[THE RECORDS — start]

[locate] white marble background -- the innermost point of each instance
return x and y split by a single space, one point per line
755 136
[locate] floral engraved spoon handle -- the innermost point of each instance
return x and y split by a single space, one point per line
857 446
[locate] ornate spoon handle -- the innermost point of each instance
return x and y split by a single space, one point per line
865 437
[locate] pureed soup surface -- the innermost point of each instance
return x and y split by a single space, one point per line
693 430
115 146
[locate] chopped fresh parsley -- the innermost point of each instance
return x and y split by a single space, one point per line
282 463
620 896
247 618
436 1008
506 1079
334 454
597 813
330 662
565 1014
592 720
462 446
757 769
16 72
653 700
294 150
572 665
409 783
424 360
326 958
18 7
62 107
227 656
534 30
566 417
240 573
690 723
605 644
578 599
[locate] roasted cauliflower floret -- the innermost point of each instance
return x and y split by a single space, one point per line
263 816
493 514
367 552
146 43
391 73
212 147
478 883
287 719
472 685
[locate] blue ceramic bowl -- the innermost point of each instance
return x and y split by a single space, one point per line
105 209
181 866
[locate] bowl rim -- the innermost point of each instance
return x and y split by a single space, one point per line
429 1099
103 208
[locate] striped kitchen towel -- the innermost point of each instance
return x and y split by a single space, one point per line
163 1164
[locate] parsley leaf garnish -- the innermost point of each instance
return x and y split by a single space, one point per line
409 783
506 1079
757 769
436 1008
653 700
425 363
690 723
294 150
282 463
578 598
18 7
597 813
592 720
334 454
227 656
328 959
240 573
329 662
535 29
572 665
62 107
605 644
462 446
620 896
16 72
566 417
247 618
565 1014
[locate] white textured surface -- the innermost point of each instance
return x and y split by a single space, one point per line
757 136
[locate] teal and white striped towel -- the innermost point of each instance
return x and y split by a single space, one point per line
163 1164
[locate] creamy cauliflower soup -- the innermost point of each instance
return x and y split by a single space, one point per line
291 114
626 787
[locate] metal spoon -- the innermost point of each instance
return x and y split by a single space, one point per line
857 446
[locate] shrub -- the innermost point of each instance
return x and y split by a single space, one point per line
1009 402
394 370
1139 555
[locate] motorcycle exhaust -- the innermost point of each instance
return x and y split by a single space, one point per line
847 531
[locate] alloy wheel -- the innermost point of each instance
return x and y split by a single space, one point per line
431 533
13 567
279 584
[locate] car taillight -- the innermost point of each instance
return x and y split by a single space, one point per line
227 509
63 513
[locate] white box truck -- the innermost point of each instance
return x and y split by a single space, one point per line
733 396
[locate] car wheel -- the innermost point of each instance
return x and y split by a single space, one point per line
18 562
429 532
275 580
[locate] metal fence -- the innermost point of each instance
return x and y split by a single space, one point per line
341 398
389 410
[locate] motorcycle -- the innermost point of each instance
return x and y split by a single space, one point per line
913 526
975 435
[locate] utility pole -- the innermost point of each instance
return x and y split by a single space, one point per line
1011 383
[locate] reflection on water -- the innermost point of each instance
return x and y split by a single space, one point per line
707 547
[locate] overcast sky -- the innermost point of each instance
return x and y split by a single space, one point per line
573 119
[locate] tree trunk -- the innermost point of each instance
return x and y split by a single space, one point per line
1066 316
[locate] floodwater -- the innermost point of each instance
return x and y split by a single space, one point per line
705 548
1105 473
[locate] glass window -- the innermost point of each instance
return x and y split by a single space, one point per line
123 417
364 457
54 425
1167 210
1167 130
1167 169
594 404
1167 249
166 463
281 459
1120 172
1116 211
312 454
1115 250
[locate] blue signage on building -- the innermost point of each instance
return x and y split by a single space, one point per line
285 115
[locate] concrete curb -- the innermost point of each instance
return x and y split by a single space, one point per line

[THE RECORDS — finish]

◆ WHAT THE TASK ASKS ◆
Restate, word for word and with nothing added, the lines from the beginning of the records above through the line that contains "[locate] creamy cauliflower".

◆ SOLUTION FOR THIS PROBLEM ◆
[locate] white marble background -- the innermost point of each instance
return x and y split by a single space, one point per line
755 136
[locate] floral engraved spoon handle -- the innermost point of each instance
return x and y split by a single space, one point per line
857 446
[locate] ornate spoon handle -- the innermost point of each instance
return x and y split by a single space, one point per line
865 437
[locate] pureed soup surface -- the innermost point of each instance
return x and y split by a single space, one point per line
693 430
115 146
[locate] chopped fresh parsley -- the innermost point of each instance
return x and y split by a single space, one point per line
282 463
620 896
247 618
436 1008
506 1079
334 454
597 813
330 662
565 1014
592 720
462 446
757 769
16 72
653 700
294 150
572 665
409 783
424 360
326 958
18 7
62 107
227 656
534 30
566 417
240 573
690 723
605 644
578 599
[locate] roasted cauliflower floret -- the innermost point of each instance
return x and y split by a single space, one point per line
263 816
493 514
367 552
146 43
391 73
212 147
478 883
287 719
472 685
[locate] blue ceramic bowl -- the innermost point of each instance
return x and y split by a single space, one point per line
105 209
181 866
[locate] bowl rim -- the innermost point of each instance
return x and y split by a single space, one point per line
429 1099
103 208
[locate] striped kitchen towel -- the innermost point of each instance
return x and y split by a single space, one point per line
163 1164
[locate] parsley leaf garnish -- the innermost point of each instance
return x and y split by a single space, one point per line
409 783
506 1079
757 769
436 1008
653 700
425 363
690 723
294 150
282 463
578 598
18 7
597 813
592 720
334 454
227 656
328 959
240 573
329 662
535 29
572 665
62 107
605 644
462 446
620 896
16 72
566 417
247 618
565 1014
[locate] white textured surface -- the innermost point of each instance
return x and y split by a single space, one point per line
757 136
[locate] teal and white striped towel -- the innermost point of each instance
return x and y split by a single space, one point per line
163 1164
[locate] creamy cauliflower soup -- the innermost point of each instance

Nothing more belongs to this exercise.